(Exercise input begins)
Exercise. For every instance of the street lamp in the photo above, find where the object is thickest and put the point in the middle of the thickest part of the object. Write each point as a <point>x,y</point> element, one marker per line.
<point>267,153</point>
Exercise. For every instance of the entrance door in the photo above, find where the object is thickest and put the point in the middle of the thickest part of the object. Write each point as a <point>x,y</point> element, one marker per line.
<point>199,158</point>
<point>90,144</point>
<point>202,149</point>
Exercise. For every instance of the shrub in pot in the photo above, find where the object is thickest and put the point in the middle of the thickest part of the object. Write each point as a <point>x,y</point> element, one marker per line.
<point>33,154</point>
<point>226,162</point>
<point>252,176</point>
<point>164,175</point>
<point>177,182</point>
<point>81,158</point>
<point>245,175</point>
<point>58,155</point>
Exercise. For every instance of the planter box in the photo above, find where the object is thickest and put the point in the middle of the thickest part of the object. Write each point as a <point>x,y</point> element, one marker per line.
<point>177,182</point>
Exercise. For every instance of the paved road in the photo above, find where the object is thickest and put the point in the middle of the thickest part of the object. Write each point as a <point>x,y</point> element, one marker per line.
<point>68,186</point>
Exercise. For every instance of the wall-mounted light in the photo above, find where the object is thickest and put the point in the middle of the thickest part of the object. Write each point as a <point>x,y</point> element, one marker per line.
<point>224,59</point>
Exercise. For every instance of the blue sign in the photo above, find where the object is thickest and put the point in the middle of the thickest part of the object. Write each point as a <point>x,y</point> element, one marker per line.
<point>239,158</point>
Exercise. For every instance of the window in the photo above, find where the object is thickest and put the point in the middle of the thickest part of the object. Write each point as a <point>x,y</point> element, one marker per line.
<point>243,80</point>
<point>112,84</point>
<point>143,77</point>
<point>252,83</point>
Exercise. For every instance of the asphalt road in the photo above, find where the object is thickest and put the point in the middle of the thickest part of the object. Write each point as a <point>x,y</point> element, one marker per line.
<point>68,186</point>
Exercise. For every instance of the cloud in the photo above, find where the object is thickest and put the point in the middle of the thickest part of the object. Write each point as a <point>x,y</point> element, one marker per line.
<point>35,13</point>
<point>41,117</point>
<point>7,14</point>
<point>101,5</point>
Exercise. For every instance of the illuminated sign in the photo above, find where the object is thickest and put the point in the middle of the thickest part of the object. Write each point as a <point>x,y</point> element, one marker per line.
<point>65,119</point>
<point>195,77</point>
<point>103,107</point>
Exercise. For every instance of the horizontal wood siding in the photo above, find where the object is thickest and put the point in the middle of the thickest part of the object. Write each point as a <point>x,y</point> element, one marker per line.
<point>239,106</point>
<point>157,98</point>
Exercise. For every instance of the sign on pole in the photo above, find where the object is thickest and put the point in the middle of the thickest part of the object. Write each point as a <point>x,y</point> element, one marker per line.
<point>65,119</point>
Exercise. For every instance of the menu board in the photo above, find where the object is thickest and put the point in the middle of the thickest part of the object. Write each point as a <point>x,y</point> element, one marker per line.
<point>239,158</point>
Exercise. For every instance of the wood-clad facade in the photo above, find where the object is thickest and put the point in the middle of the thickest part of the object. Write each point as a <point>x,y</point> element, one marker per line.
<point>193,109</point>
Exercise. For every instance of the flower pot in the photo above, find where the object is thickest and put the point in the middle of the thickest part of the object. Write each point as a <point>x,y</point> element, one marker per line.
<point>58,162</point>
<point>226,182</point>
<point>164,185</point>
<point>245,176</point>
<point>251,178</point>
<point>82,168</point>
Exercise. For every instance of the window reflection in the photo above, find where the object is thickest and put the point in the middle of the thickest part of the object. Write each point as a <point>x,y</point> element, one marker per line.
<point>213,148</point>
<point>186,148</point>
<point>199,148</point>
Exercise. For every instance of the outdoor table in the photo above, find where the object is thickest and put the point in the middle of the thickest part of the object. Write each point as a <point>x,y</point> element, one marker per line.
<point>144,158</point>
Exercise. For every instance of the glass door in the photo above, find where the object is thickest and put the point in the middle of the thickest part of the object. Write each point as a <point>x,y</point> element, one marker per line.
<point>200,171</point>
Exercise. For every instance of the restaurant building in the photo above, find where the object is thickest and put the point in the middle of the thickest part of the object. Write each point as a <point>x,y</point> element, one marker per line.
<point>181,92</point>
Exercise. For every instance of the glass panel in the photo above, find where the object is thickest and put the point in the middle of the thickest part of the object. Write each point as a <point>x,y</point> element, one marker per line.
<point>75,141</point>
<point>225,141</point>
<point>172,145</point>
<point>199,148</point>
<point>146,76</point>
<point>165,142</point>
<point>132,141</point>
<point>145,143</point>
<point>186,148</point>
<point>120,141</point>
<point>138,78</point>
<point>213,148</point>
(Exercise input ends)
» Aim of the task
Line by line, print the records above exactly as they stand.

» Worked solution
Exercise. For every instance of the street lamp in the photo above, find where the object is thickest and put the point in the middle of the thickest part of the object. Write each point as a <point>x,y</point> element, one marker per line.
<point>267,153</point>
Exercise. For every instance of the entrance door in the photo above, find where the object is thickest and put the point in the middle of the thickest part of the object. Write each point as a <point>x,y</point> element, one marker per line.
<point>199,158</point>
<point>90,144</point>
<point>202,149</point>
Exercise. For every instance of the shrub in pot in the photo above, find where the object is thickest and put the point in the middle of the thickest part of the object. Write each point as a <point>x,y</point> element, one marker per line.
<point>33,154</point>
<point>226,162</point>
<point>252,176</point>
<point>164,175</point>
<point>177,182</point>
<point>81,158</point>
<point>245,175</point>
<point>58,155</point>
Exercise. For every instance of the planter box in the photo above, find where the object is thickest and put the point in the middle of the thickest part of the object. Write each point as a <point>x,y</point> element, one marker per line.
<point>177,182</point>
Exercise. For every instance of the paved road in the photo above, find where the object is thickest and put the point in the middle of the thickest part of the object. Write each point as a <point>x,y</point> element, one marker per line.
<point>68,186</point>
Exercise. For every instance of the wall-mounted light in the photo above, find where the object is thickest and put the point in the middle of the thickest part of the object. Write each point as a <point>x,y</point> element, one marker per line.
<point>224,59</point>
Exercise. For every instance of the blue sign in the photo above, find where the object is thickest and put the point in the middle of the thickest part of the object. Write each point as a <point>x,y</point> element, one marker per line.
<point>239,158</point>
Exercise. For every instance of the window in the photo above, find where the object is thickest and put the point in the middle of the thickest part of the object. Write each point as a <point>x,y</point> element, one marker per line.
<point>243,80</point>
<point>112,84</point>
<point>143,77</point>
<point>252,83</point>
Exercise. For every instance of the asphalt road in the photo above, find where the object is thickest and put the point in the middle of the thickest part of the object. Write each point as a <point>x,y</point> element, one marker per line.
<point>68,186</point>
Exercise. For every instance of the cloud in the photo above, find where the object is thickest and put the point in the middle of the thickest part of the object. Write each point as a <point>x,y</point> element, one marker per line.
<point>35,13</point>
<point>41,117</point>
<point>7,14</point>
<point>101,5</point>
Exercise. For every instance of the illuminated sign in the photo above, find where the object is thickest and put the point in the middle of the thickest part of the object. Write each point as a <point>x,y</point> element, one marker per line.
<point>65,119</point>
<point>195,77</point>
<point>103,107</point>
Exercise. For every instance of the horizontal wood siding in the photo above, find where the object is thickest and put the point in the middle of the thickest part of the object. Write each point as a <point>x,y</point> element, one marker per line.
<point>239,106</point>
<point>157,98</point>
Exercise. For every instance of the sign on pole in the photo above, find where the object is thickest and put the point in the middle of the thickest part of the object. Write each point as a <point>x,y</point> element, one marker per line.
<point>65,119</point>
Exercise. For every instance of the menu board in the photo above, find where the object is thickest and put the point in the middle of the thickest part of the object. Write each point as a <point>x,y</point> element, one marker per line.
<point>239,158</point>
Exercise. For every instance of the wood-clad facade in the photo above, find where the object is thickest and put the point in the middle of the thickest part of the object. Write each point as a <point>x,y</point> element, one marker per line.
<point>193,109</point>
Exercise. For every instance of the flower pot in the photo above, find where the object is thickest and put the point in the middle of the thickest part of the object. Write each point as a <point>x,y</point> element, one marker per line.
<point>58,162</point>
<point>226,182</point>
<point>164,185</point>
<point>245,176</point>
<point>251,178</point>
<point>82,168</point>
Exercise. For every instance of the window reflection in the photo above, find where the object is thickest and put the point in the middle of the thickest part of the object. Write each point as a <point>x,y</point> element, one marker per line.
<point>213,148</point>
<point>186,148</point>
<point>199,148</point>
Exercise. For every instance of the outdoor table in the photo above, find where the object is thickest and put the point in the middle of the thickest part of the object. Write each point as a <point>x,y</point> element, one marker per line.
<point>144,158</point>
Exercise. For every instance of the glass door in the photo above, find where the object is thickest and put the point in the middle of the thickest part of the object. Write each point as a <point>x,y</point> element, one marker per line.
<point>200,171</point>
Exercise. For every instance of the restaurant building in the photo above, find where the object is thickest and put the point in the middle of the thickest part of the object. Write each point as a <point>x,y</point> element, one marker per line.
<point>181,92</point>
Exercise. For every instance of the glass panel in the photo above, find where the object is thickest and put the point in the middle of the thickest part of the object. Write each point as a <point>x,y</point> element, one marker per line.
<point>75,141</point>
<point>225,141</point>
<point>172,145</point>
<point>199,148</point>
<point>146,76</point>
<point>165,142</point>
<point>132,141</point>
<point>145,143</point>
<point>186,148</point>
<point>120,141</point>
<point>138,78</point>
<point>213,148</point>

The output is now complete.